▶ [Try it]
Write out each line below exactly as it appears.

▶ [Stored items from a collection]

★ ★ ★ ★ ★

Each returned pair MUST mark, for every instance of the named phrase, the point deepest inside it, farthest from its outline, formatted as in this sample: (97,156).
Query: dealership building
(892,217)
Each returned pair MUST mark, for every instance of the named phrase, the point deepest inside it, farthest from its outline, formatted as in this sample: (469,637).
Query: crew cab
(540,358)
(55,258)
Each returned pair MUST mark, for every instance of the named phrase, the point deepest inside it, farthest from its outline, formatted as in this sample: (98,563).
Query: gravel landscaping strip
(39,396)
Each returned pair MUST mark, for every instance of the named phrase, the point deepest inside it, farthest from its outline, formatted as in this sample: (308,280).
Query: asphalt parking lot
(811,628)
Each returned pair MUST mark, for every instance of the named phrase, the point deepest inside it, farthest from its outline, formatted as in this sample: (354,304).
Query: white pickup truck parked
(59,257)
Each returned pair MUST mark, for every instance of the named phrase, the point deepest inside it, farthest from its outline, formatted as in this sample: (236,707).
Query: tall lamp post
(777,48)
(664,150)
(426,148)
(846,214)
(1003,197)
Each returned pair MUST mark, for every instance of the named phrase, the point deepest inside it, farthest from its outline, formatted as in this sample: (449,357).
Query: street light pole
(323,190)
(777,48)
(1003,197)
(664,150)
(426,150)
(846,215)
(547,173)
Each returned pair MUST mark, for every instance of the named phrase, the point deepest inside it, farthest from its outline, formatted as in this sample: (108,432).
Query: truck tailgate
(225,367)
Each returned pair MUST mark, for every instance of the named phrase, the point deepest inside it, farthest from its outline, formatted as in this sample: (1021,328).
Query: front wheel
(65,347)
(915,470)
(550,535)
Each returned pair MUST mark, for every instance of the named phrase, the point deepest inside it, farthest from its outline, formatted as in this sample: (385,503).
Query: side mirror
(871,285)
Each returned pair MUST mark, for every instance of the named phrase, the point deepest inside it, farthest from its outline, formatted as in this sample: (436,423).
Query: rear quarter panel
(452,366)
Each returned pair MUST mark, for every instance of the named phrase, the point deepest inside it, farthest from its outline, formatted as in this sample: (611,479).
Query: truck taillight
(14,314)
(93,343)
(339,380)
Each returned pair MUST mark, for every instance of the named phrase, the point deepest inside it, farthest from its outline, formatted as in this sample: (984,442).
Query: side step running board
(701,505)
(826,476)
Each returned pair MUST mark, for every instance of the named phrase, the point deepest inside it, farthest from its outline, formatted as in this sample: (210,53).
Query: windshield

★ ★ ★ ★ ★

▶ [Answer for the task]
Each returned pair MUST mark, for every instance of the named phrase, the point deepest inside it, farthest from its outline, formatted as in this sample: (97,156).
Query: dealership building
(892,217)
Each returned pair MUST mark, for every instance of the named phrase, the point deepest inside it, farthest from its outline, formatted as in this sample: (469,637).
Query: crew cab
(540,358)
(55,258)
Each returned pair MUST mark, for every instance of the named phrase, the point deepest inside it, farthest from its outline, formatted as in this sample: (98,563).
Query: gravel landscaping strip
(39,396)
Each returned pair MUST mark, for every instance of the named phrase, the point deepest inside it, farthest from its outline, formatted as in this sample: (308,280).
Query: asphalt parking lot
(811,628)
Each returned pair MUST mark, for every instance of the named phrase, the point deepest inside it, farthest from its outline, formatted as in this sample: (354,304).
Query: white pickup truck parked
(59,257)
Each returned pair MUST mark, for every instance of the named phrase, the point deepest inside it, farthest from its outline, formatted as in this sample: (236,707).
Query: tall lamp post
(777,48)
(664,150)
(426,148)
(846,214)
(1003,197)
Each returned pair MUST mark, for every instance of the named phrase, the point deepest inside it, farthest from its outline, formatted as in this sample: (449,357).
Query: street light pole
(323,190)
(777,48)
(1003,197)
(664,150)
(426,150)
(846,215)
(547,173)
Each returned pair MUST mark, for every instance of the named phrase, the point deepest inside it, farthest from its outline, formatted as in this sample: (108,432).
Query: truck tailgate
(225,367)
Each returned pair MUST mark, for every instance of the named phrase, the point deepest inside it, farthest from its outline, formatted as in this sample: (1021,328).
Query: front wheel
(65,347)
(915,470)
(550,535)
Each returned pair MUST mark, for every instance of the named phrase, the point deepest inside it, farthest from its outline, formatted as in this sample: (385,503).
Query: side mirror
(871,285)
Each returned pair MUST mark, for every instance of the named phrase, the point deepest inside it, farthest from its outline, formatted as in this sample: (436,423).
Query: rear quarter panel
(452,366)
Each returned pair MUST mark, for every instance of the named phrase, the point deepest inside it, farthest from its outline, formatted as in this sample: (611,479).
Query: truck taillight
(14,314)
(93,343)
(339,380)
Each returned pair MUST mark, for every instance of the named phrase, the point deepest inside it, farthest from its outline, formatted as in this sample: (984,442).
Query: side step running board
(701,505)
(826,476)
Each returned pair MUST mark, for every instance of the named phrase, the point deepest inside it, farthest from its outline, formatted as in this sample: (210,53).
Query: windshield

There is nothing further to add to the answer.